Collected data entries
▬▬▬▬▬▬
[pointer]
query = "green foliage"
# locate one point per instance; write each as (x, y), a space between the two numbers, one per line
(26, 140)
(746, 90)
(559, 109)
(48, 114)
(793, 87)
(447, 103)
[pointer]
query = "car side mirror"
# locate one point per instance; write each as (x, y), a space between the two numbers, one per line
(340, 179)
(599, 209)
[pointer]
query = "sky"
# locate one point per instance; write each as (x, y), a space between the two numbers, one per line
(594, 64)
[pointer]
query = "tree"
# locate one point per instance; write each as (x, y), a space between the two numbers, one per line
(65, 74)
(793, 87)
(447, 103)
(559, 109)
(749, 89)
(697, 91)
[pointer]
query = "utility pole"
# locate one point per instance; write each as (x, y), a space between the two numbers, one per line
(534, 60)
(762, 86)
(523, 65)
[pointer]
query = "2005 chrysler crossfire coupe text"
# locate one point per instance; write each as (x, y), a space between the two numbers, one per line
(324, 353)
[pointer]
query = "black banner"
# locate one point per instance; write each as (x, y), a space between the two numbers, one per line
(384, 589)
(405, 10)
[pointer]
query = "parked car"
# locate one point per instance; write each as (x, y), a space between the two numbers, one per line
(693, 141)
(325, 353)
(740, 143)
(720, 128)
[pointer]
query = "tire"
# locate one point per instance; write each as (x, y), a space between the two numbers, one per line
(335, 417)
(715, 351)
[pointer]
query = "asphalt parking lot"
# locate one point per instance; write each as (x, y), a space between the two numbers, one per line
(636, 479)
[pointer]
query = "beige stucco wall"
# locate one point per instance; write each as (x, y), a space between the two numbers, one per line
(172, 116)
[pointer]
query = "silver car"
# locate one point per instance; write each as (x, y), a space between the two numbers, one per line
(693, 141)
▬▬▬▬▬▬
**Prompt:**
Reproduce each entry word for word.

**Correct response:**
[pointer]
query = "green foliage"
# locate one point per instance; write each as (x, y), a space between the two numbers, one per line
(26, 140)
(746, 90)
(559, 109)
(48, 114)
(793, 87)
(447, 103)
[pointer]
query = "car side mirror"
# locate one point per instance; write each as (x, y), a space between the two numbers, one per line
(340, 179)
(599, 209)
[pointer]
query = "sky"
# locate one point per instance; write each as (x, y), a space between the two numbers, one per line
(594, 64)
[pointer]
query = "tree"
# locate one point per instance; write each as (x, y), a space between the two numbers, one per line
(65, 74)
(793, 87)
(447, 103)
(559, 109)
(749, 89)
(697, 91)
[pointer]
query = "utility pole"
# locate one point per instance; write each as (x, y), a space between the two numbers, one per line
(534, 60)
(762, 86)
(523, 65)
[pointer]
query = "2005 chrysler crossfire coupe text"
# locate one point per instance; write each as (x, y), a space between the two numbers, one per line
(324, 353)
[pointer]
query = "black banner"
# locate one point per instance; write each as (x, y), a space between the two numbers, one per line
(384, 589)
(405, 10)
[pointer]
query = "parked car"
# locate one point per instance; write each as (x, y), a space between the two numbers, one per line
(693, 141)
(325, 353)
(740, 143)
(720, 128)
[pointer]
query = "tire"
# locate one point per instance; write each as (x, y), a space between the two numbers, one per line
(335, 417)
(715, 351)
[pointer]
query = "asphalt parking lot"
# locate one point per instance; write each as (x, y), a space between the two numbers, one per line
(636, 479)
[pointer]
query = "beige stucco wall"
# locate one point per instance; write each as (x, y), a space between the two numbers, one per line
(172, 116)
[pointer]
query = "silver car"
# locate one point per instance; write each as (x, y), a space between the two numbers, one per line
(693, 141)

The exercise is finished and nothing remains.